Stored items
----

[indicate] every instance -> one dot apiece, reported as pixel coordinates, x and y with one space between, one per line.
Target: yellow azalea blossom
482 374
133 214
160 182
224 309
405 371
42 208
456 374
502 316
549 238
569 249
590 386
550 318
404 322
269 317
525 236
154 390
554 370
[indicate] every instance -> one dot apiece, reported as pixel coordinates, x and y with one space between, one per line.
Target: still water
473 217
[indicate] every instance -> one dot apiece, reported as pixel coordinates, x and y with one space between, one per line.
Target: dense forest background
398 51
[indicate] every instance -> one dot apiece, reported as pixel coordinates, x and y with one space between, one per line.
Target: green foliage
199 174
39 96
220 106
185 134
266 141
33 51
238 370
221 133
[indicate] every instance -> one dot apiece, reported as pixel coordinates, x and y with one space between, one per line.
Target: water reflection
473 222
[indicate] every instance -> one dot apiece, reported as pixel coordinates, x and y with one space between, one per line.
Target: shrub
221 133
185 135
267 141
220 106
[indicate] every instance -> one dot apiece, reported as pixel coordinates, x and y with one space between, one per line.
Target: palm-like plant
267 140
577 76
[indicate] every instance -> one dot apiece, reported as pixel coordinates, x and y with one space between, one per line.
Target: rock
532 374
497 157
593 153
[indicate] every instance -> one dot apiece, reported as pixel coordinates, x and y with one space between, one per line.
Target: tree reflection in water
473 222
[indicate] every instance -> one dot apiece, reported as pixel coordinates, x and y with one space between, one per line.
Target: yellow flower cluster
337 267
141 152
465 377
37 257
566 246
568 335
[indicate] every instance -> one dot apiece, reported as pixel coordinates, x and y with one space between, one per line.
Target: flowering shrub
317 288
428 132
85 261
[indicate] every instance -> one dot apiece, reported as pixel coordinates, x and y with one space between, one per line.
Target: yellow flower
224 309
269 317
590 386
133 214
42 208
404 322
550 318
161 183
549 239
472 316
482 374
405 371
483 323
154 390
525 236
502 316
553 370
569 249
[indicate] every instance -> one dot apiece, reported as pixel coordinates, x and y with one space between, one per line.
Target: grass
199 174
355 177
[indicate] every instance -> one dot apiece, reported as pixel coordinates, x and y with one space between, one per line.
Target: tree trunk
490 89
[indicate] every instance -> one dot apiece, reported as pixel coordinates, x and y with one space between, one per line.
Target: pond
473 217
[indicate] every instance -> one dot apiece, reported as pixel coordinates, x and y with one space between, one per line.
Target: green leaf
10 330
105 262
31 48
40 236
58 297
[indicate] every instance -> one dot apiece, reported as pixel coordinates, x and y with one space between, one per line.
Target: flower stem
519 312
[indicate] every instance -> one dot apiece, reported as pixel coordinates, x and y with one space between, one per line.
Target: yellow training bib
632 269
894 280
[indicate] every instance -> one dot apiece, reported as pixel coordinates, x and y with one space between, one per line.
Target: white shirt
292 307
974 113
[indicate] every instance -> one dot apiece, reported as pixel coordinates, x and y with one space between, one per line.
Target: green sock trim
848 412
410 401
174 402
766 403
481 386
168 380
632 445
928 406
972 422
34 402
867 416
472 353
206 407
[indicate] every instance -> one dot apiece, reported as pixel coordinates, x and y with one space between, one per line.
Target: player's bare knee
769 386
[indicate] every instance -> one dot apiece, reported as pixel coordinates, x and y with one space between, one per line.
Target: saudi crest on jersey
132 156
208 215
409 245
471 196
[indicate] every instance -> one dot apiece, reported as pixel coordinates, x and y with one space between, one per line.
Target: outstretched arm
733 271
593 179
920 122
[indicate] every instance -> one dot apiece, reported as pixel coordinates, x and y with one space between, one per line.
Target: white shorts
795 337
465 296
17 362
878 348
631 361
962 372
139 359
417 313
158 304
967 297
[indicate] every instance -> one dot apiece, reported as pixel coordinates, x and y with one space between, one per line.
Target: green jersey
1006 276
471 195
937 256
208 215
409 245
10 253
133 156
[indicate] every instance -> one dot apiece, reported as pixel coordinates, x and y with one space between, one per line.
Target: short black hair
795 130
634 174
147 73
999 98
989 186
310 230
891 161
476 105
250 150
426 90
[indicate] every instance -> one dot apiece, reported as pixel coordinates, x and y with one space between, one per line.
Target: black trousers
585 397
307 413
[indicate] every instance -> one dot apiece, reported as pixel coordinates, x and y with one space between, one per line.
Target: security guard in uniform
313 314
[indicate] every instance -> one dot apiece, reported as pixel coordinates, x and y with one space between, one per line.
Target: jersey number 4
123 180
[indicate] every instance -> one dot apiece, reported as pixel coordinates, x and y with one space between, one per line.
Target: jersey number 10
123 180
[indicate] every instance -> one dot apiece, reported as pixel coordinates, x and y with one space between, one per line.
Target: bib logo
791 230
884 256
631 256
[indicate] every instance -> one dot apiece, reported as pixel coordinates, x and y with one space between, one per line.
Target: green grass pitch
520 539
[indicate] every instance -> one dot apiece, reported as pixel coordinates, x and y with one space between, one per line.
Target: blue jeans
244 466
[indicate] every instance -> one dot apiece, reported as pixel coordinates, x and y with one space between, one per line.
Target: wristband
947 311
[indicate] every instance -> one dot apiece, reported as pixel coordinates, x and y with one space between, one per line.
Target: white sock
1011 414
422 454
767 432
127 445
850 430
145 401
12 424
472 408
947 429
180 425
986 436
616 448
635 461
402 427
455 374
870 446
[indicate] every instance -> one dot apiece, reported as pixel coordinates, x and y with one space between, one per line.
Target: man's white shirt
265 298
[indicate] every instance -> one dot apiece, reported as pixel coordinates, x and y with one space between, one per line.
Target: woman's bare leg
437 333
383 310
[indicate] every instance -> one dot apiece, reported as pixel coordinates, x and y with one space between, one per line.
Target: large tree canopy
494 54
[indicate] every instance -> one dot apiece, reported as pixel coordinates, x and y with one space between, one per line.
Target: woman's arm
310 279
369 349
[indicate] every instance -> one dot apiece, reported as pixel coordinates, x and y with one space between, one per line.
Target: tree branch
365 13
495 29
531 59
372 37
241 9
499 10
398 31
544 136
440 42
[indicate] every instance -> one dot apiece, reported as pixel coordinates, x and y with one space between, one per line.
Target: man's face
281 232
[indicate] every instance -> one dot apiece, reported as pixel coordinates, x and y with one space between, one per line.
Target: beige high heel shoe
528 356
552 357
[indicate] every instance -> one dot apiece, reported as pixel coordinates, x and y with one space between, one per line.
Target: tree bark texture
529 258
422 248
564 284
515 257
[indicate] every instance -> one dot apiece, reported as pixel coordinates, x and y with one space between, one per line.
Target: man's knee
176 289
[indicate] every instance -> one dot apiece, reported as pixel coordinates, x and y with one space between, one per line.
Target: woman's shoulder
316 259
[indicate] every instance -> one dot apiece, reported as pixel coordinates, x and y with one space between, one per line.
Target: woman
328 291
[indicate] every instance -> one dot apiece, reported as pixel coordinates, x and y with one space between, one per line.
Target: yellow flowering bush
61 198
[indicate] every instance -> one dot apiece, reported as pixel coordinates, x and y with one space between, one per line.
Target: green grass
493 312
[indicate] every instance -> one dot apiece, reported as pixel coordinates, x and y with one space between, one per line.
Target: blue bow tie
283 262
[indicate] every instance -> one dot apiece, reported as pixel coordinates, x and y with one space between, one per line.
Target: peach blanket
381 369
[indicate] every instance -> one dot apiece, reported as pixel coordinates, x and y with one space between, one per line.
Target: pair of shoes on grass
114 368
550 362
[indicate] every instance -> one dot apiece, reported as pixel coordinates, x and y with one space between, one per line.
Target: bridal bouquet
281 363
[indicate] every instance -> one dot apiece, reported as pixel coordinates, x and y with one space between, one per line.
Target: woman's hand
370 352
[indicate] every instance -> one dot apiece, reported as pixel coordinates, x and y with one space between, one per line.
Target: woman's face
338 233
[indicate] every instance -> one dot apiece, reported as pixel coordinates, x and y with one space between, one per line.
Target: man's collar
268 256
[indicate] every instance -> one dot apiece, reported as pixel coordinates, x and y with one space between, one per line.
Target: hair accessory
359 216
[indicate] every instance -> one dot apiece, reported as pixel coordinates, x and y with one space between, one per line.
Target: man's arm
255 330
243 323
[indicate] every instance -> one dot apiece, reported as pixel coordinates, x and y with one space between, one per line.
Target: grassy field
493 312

----

[STATED TASK]
Return every line of the material above that contains the string "tree", treating uppercase and lowercase letters as different.

[EXERCISE OUTPUT]
Target: tree reflection in water
Target: tree trunk
Target: large tree canopy
Target: tree branch
Target: tree bark texture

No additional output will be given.